WHAT TO WORK ON: Check each line of the listing for the string "scarf". Copy those where it appears.

___ SUPPLIED INFORMATION ___

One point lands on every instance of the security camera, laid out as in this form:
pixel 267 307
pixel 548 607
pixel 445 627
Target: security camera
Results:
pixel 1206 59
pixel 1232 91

___
___ SUPPLIED INFORMATION ___

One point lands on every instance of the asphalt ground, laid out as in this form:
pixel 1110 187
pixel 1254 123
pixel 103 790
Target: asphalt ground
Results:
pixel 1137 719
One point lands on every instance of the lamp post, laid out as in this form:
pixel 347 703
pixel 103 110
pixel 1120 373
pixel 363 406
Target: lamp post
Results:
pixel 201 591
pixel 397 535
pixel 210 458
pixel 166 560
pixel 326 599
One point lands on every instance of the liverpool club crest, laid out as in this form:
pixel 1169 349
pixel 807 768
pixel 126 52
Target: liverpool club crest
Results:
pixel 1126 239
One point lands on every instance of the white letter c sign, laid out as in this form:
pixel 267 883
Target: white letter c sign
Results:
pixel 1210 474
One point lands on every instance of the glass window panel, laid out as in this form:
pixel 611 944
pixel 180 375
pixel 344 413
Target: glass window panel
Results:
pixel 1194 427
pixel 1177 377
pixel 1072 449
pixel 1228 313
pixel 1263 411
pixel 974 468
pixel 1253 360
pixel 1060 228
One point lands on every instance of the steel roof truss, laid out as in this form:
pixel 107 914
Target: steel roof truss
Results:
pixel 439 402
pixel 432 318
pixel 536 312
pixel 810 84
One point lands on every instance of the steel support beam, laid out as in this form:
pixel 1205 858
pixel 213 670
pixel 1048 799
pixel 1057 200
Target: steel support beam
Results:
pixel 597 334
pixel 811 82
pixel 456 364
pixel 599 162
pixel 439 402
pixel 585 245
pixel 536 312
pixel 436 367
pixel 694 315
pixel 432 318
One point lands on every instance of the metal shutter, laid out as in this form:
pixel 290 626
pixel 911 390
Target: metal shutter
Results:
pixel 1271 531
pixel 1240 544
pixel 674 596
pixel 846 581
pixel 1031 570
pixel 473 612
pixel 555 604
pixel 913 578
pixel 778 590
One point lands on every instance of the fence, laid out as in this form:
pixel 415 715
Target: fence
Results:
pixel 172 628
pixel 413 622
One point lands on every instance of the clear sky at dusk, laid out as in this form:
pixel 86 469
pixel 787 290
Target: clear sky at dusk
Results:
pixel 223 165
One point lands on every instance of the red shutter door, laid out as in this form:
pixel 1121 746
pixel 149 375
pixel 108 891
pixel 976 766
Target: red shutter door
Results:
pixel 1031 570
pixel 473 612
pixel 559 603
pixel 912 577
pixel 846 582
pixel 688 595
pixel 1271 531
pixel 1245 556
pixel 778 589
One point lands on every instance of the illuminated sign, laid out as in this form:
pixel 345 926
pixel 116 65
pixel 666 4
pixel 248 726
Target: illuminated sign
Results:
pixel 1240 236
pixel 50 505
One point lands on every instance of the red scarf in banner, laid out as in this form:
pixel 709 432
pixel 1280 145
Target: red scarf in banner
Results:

___
___ SUPPLIED INFORMATION ___

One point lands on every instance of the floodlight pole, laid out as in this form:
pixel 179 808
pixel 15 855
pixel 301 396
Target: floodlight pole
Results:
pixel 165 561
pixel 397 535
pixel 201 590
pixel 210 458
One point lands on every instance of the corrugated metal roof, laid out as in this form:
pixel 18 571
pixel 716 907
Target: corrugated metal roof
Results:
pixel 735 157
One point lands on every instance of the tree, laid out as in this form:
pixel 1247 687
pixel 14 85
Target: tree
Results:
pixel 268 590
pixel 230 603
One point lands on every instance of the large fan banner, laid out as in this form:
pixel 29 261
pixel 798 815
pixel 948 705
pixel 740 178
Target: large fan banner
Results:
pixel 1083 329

___

EXPECTED OUTPUT:
One point lands on every instance of the red scarf in banner, laid out as in this form:
Target: red scarf in banner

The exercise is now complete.